• _GIVEN TASK_
How many lines of the material below contain the string "headlight"? Reply with the number only.

• _MATERIAL FOR THE TASK_

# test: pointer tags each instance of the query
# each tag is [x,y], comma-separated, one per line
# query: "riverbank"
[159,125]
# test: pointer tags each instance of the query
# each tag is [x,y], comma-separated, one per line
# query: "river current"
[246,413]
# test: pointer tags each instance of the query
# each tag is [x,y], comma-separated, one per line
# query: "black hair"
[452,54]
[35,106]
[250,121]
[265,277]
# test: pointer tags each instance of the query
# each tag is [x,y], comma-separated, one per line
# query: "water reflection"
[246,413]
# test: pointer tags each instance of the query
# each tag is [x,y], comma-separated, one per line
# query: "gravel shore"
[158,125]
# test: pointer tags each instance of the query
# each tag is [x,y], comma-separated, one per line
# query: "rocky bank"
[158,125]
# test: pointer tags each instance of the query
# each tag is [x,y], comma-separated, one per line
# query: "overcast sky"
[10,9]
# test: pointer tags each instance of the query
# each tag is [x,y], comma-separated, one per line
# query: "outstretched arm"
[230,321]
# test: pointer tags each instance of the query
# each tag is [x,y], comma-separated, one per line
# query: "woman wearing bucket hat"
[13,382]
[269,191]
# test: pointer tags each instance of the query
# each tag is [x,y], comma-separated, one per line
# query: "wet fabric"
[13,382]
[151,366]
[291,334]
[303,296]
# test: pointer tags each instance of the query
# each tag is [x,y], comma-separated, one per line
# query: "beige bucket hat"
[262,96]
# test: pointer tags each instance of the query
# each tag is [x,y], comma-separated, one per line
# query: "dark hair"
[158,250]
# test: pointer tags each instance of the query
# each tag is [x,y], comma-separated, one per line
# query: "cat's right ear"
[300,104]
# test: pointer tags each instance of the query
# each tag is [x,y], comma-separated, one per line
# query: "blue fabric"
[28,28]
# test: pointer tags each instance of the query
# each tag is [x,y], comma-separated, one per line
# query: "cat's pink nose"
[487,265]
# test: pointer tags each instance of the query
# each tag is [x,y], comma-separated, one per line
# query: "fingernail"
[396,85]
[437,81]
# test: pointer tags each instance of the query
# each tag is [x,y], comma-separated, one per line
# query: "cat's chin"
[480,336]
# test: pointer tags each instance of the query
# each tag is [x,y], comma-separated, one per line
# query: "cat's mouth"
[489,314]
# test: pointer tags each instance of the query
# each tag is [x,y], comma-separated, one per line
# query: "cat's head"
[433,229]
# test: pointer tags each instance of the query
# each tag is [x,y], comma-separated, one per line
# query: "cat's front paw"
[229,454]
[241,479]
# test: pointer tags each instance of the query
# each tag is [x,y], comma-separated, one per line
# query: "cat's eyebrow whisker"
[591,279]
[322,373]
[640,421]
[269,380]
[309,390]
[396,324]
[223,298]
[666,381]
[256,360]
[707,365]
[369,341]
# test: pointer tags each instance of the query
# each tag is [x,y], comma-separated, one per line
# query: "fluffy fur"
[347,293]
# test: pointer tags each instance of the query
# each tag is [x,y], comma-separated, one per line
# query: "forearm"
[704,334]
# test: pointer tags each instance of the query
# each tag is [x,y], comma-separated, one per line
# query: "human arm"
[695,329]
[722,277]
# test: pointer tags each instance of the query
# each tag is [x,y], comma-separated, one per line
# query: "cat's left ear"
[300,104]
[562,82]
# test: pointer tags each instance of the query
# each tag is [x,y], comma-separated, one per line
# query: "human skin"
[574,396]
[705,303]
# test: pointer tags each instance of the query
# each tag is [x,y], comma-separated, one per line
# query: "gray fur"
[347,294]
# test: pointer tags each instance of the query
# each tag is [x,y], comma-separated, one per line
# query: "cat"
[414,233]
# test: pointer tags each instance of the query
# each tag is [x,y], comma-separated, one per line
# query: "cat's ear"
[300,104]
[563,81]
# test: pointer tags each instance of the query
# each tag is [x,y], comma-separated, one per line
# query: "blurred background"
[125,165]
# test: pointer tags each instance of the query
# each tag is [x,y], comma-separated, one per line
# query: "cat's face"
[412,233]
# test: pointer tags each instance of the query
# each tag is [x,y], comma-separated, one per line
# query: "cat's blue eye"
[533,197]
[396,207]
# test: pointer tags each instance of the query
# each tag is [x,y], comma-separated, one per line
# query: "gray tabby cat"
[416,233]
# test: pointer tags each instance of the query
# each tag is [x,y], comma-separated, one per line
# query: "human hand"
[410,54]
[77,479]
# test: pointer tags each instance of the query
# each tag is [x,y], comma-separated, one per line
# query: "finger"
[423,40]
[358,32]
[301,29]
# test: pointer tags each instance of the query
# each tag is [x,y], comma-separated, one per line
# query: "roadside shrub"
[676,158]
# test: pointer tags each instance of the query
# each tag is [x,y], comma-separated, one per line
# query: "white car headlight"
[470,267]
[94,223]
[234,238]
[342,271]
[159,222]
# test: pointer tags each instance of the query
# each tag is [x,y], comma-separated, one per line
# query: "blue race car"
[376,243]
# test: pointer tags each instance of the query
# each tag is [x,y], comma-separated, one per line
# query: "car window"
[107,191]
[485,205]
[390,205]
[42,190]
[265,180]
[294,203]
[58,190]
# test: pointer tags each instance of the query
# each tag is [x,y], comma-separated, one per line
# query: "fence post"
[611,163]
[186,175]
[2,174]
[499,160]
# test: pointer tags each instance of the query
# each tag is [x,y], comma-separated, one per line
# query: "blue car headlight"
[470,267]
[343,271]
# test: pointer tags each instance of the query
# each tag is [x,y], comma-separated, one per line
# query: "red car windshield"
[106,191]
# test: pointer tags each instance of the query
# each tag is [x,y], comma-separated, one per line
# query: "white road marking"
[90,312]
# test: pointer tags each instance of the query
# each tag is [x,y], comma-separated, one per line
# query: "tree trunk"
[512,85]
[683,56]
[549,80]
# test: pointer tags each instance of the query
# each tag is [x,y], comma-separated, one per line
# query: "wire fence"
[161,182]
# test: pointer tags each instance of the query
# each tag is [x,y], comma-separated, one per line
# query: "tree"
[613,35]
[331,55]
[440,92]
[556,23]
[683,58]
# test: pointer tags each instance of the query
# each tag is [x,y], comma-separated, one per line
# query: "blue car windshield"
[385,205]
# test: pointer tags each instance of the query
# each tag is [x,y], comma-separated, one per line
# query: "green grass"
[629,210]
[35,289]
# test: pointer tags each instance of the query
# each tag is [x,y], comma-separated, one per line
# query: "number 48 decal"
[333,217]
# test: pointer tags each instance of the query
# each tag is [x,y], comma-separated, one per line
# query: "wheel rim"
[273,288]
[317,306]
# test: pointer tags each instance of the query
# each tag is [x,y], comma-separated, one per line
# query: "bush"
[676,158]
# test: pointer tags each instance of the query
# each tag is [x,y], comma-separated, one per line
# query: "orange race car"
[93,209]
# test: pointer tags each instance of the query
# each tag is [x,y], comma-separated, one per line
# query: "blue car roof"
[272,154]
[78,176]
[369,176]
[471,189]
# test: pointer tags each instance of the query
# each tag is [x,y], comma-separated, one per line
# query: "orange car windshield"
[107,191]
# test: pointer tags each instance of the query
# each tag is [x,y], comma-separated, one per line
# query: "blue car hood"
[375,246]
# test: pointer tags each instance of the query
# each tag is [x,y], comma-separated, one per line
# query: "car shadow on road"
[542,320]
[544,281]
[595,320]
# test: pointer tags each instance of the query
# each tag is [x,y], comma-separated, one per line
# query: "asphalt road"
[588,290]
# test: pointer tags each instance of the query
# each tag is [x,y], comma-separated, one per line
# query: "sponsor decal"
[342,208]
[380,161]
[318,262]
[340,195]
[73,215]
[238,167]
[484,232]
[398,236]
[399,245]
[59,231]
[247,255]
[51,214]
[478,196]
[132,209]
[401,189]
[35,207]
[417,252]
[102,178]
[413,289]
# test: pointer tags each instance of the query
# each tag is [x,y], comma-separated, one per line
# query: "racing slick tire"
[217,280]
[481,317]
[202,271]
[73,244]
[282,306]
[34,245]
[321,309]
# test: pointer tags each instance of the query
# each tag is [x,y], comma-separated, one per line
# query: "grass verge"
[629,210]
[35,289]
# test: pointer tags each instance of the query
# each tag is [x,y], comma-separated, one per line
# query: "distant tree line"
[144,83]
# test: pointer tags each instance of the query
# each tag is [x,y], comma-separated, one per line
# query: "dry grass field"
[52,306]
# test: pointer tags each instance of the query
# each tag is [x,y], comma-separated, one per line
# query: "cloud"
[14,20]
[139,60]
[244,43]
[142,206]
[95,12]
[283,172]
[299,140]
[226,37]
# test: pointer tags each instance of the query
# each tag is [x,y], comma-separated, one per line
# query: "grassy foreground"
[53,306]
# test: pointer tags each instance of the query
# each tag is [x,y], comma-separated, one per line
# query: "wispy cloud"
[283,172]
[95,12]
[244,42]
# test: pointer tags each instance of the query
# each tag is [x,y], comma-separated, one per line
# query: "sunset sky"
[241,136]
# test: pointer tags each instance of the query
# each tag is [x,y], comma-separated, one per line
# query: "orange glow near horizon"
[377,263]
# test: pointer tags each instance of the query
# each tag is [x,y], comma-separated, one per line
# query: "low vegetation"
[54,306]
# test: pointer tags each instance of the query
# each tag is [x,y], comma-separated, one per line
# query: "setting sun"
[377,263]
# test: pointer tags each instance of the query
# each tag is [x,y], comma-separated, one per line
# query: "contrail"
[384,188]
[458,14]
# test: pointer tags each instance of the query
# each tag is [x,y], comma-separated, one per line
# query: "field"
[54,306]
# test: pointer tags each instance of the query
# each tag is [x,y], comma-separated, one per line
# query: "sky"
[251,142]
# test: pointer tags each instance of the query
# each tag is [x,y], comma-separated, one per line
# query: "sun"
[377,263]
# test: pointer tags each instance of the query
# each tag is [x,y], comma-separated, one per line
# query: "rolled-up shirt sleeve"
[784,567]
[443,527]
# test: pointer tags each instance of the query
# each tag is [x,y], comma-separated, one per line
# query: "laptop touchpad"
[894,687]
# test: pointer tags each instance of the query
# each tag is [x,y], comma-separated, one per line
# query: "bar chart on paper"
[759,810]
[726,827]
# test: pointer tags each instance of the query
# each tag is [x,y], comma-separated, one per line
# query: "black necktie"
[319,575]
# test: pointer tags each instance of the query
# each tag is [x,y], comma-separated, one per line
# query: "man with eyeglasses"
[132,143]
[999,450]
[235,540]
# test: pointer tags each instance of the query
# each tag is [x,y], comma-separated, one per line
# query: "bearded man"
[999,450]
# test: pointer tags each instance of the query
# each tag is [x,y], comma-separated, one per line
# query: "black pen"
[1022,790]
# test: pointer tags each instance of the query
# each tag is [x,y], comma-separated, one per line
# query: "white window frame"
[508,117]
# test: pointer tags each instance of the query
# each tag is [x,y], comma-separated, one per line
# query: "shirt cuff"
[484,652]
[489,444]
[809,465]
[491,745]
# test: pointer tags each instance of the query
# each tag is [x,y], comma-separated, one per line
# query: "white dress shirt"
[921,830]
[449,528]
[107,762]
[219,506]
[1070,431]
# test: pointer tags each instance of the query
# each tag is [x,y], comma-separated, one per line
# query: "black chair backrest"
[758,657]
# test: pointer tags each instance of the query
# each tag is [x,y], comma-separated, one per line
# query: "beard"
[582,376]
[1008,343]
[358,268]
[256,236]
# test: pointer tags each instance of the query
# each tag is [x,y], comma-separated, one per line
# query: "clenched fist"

• _SOLUTION BELOW_
2